▶ **Выбранный отрывок**
Образы сущего. Доктрина этического максимализма, метафизика живого универсума - Чиворепла Лев 5 стр.


Отказ от объяснения первопричин мироустройства позволил проигнорировать в научном методе проблему мировой этики. Эта стерилизация в технократическом общественном сознании открыла широкий путь к избавлению от этики вообще и к стерилизации самого мировоззрения. Смелость в сочетании с утратой информированности явила, в итоге, безответственность.

Фактически, я пытаюсь вернуться к догалилеевским временам. Это никогда не вредно, но у меня есть особая причина: тема генезиса материи позволяет осуществить прикосновение к тайне ответа на вопрос “почему?”. По-человечески, этот вопрос важнее вопроса “сколько?”, ибо, сколько бы ни было в материи полезного, собственно духовное от него не зависит. А если зависит, то не в лучшую сторону

В соответствии с характером научного “продукта”, историю науки я условно делю на 4 периода:

1. Детство: Стремление, прежде всего, объяснить мир.

2. Юность: Стремление объяснить и найти количественные характеристики явлений.

3. Зрелость: Отказ от объяснения, как необходимого компонента научного результата. Главным становится математическое моделирование, создание алгоритмов производственной деятельности. Начало роботизации производства.

▶ **Задания для работы**
1 - Что, согласно отрывку об истории науки, становится главным в период зрелости?
2 - Объясните по отрывку об истории науки, зачем автор пытается вернуться к догалилеевским временам.
Данные здесь ни при чём.

▶ **Набор данных**

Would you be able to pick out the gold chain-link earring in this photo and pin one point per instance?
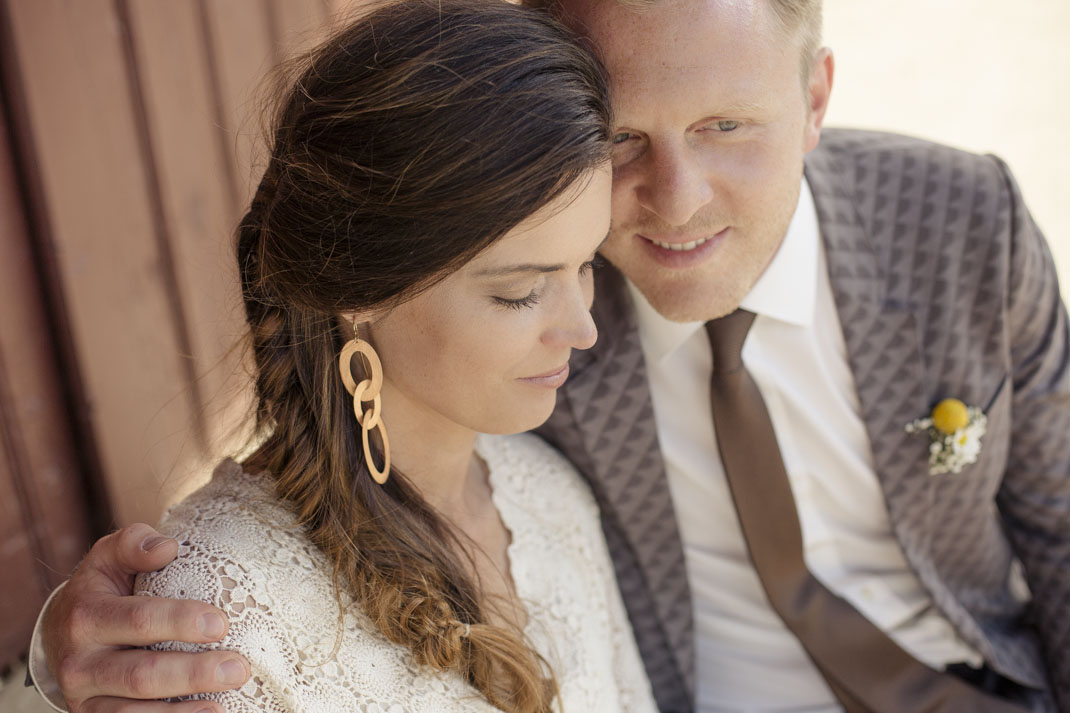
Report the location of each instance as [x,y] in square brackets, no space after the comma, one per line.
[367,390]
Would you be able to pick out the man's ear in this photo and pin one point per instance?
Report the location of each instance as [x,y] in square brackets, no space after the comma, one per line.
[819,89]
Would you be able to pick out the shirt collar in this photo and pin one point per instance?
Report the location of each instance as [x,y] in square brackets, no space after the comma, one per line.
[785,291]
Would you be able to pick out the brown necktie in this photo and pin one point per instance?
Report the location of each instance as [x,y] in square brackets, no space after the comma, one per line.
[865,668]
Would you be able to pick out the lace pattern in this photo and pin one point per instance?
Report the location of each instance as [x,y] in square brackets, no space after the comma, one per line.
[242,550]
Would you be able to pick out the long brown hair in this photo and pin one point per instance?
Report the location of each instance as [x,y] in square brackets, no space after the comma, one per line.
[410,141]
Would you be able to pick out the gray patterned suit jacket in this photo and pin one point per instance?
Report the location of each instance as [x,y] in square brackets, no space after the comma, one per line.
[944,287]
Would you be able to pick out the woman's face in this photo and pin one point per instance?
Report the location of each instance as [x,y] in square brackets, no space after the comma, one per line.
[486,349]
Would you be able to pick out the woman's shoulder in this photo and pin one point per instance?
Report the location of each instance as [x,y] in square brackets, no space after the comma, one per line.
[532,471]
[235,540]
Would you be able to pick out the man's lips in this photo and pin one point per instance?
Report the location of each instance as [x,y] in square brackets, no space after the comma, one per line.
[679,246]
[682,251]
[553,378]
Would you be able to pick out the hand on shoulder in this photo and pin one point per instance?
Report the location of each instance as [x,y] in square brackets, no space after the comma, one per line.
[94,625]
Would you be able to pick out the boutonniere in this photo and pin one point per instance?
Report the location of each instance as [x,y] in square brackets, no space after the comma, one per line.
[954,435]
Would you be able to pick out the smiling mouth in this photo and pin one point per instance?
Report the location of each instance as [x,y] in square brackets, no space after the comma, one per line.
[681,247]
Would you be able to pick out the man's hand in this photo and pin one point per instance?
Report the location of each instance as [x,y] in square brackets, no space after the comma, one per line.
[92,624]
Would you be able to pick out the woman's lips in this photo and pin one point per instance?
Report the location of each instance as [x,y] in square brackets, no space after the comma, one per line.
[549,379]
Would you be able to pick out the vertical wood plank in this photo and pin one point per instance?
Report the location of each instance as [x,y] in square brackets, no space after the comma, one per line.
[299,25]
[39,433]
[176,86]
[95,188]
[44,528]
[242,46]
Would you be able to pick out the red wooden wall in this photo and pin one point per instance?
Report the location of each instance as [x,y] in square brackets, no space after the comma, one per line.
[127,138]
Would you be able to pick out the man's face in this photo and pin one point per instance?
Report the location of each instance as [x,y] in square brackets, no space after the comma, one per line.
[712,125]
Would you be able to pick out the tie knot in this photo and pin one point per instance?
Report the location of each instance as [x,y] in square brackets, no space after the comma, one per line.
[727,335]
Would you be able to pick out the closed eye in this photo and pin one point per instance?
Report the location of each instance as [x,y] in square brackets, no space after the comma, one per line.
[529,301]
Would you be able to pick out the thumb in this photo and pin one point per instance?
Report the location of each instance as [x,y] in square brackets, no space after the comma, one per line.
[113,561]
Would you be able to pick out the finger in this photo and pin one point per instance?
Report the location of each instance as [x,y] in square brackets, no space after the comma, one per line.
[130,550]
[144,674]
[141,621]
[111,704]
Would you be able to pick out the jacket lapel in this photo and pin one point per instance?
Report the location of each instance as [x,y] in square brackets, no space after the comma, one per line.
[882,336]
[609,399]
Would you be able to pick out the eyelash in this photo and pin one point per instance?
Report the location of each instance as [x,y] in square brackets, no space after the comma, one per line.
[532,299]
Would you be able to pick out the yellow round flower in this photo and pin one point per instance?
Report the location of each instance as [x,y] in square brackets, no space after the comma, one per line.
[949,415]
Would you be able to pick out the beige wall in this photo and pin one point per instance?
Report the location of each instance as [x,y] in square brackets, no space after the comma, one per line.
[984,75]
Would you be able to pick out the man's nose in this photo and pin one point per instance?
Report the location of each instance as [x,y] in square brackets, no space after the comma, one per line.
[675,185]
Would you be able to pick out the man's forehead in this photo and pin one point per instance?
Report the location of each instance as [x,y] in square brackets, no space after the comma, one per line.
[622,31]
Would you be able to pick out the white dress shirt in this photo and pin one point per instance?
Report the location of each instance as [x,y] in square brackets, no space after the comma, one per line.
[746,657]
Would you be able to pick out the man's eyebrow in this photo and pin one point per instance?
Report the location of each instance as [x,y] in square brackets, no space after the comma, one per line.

▶ **Ответы к упражнению**
1 - Математическое моделирование и создание алгоритмов производственной деятельности.

2 - Тема генезиса материи позволяет прикоснуться к тайне ответа на вопрос «почему?». По-человечески этот вопрос важнее вопроса «сколько?»: сколько бы полезного ни было в материи, собственно духовное от этого не зависит.